### Extracted entries
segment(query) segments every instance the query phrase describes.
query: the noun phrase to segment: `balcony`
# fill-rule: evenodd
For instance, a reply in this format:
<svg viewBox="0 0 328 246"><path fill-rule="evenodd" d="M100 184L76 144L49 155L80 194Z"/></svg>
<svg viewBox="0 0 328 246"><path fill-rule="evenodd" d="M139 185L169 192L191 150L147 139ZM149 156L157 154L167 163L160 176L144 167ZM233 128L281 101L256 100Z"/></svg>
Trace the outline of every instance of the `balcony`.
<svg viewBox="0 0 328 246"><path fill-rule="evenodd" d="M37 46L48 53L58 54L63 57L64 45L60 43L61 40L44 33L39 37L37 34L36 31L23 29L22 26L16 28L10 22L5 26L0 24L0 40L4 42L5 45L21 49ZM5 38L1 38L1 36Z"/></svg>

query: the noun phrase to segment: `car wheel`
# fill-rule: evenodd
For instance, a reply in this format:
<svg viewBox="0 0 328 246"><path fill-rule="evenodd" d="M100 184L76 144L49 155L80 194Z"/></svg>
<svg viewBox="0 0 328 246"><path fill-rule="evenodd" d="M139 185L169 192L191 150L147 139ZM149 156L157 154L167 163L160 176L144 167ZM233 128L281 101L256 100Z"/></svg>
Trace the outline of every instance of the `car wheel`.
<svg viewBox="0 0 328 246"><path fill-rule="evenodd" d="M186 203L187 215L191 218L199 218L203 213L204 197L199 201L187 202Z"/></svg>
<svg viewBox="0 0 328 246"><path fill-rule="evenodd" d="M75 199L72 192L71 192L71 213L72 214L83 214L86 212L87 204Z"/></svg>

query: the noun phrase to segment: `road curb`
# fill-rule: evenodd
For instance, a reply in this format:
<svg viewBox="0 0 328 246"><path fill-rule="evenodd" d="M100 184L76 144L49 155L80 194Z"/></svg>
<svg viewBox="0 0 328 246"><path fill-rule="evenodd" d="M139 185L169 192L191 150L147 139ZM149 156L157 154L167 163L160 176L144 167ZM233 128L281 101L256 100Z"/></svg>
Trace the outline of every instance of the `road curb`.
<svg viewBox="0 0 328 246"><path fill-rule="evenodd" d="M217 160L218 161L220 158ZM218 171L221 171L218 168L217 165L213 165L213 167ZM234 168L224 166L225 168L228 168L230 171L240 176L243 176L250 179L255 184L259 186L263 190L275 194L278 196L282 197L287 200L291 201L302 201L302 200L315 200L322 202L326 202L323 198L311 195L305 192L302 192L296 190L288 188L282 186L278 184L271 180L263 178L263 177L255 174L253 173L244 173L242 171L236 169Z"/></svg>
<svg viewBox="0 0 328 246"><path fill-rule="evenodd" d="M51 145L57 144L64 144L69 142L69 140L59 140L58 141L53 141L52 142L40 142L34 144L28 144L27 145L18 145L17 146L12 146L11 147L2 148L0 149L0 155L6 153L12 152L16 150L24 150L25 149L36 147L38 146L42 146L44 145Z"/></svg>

### What you need to do
Please output the records above as a two-column CSV with the columns query_text and answer, one row for each record. Put each record's text and its answer in one quoted field apiece, with line breaks turned into spaces.

### The response
query_text,answer
"segment(query) segments every instance the query phrase describes. query: the noun phrase to segment: `balcony` # fill-rule: evenodd For instance, a reply in this format: <svg viewBox=""0 0 328 246""><path fill-rule=""evenodd"" d=""M100 184L76 144L49 155L80 194Z""/></svg> <svg viewBox=""0 0 328 246""><path fill-rule=""evenodd"" d=""M139 185L169 192L191 150L147 139ZM149 156L157 154L167 163L160 176L144 167ZM233 128L281 101L256 100Z""/></svg> Trace the outline of every instance of the `balcony`.","<svg viewBox=""0 0 328 246""><path fill-rule=""evenodd"" d=""M37 46L48 53L58 54L63 57L64 45L60 43L61 40L44 33L39 37L37 34L36 31L23 29L22 26L16 28L10 22L5 26L0 24L0 40L4 42L5 45L21 49ZM5 38L1 38L1 36Z""/></svg>"
"query: the noun phrase to segment: `car wheel` # fill-rule: evenodd For instance, a reply in this format: <svg viewBox=""0 0 328 246""><path fill-rule=""evenodd"" d=""M100 184L76 144L49 155L80 194Z""/></svg> <svg viewBox=""0 0 328 246""><path fill-rule=""evenodd"" d=""M139 185L169 192L191 150L147 139ZM149 156L157 154L167 163L160 176L144 167ZM233 128L281 101L256 100Z""/></svg> Trace the outline of every instance of the `car wheel`.","<svg viewBox=""0 0 328 246""><path fill-rule=""evenodd"" d=""M186 203L187 215L191 218L199 218L203 213L204 197L199 201L187 202Z""/></svg> <svg viewBox=""0 0 328 246""><path fill-rule=""evenodd"" d=""M75 199L72 192L71 192L71 213L72 214L83 214L86 212L87 204Z""/></svg>"
"query: the noun phrase to segment: `road curb` # fill-rule: evenodd For instance, a reply in this format: <svg viewBox=""0 0 328 246""><path fill-rule=""evenodd"" d=""M100 184L76 144L49 155L80 194Z""/></svg> <svg viewBox=""0 0 328 246""><path fill-rule=""evenodd"" d=""M139 185L169 192L191 150L147 139ZM149 156L157 154L167 163L160 176L144 167ZM233 128L281 101L256 100Z""/></svg> Trace the outline of every instance of the `road curb`.","<svg viewBox=""0 0 328 246""><path fill-rule=""evenodd"" d=""M217 160L218 161L220 158ZM218 171L221 171L218 168L217 165L213 165L213 167ZM234 168L224 166L225 168L228 168L230 171L240 176L243 176L250 179L255 184L259 186L263 190L275 194L278 196L282 197L287 200L291 201L302 201L302 200L315 200L322 202L326 202L323 198L311 195L305 192L302 192L296 190L288 188L282 186L278 184L271 180L263 178L263 177L255 174L253 173L244 173L242 171L236 169Z""/></svg> <svg viewBox=""0 0 328 246""><path fill-rule=""evenodd"" d=""M51 145L57 144L64 144L69 142L69 140L59 140L58 141L53 141L52 142L40 142L34 144L28 144L27 145L18 145L17 146L12 146L11 147L2 148L0 149L0 155L6 153L12 152L16 150L24 150L25 149L36 147L38 146L42 146L44 145Z""/></svg>"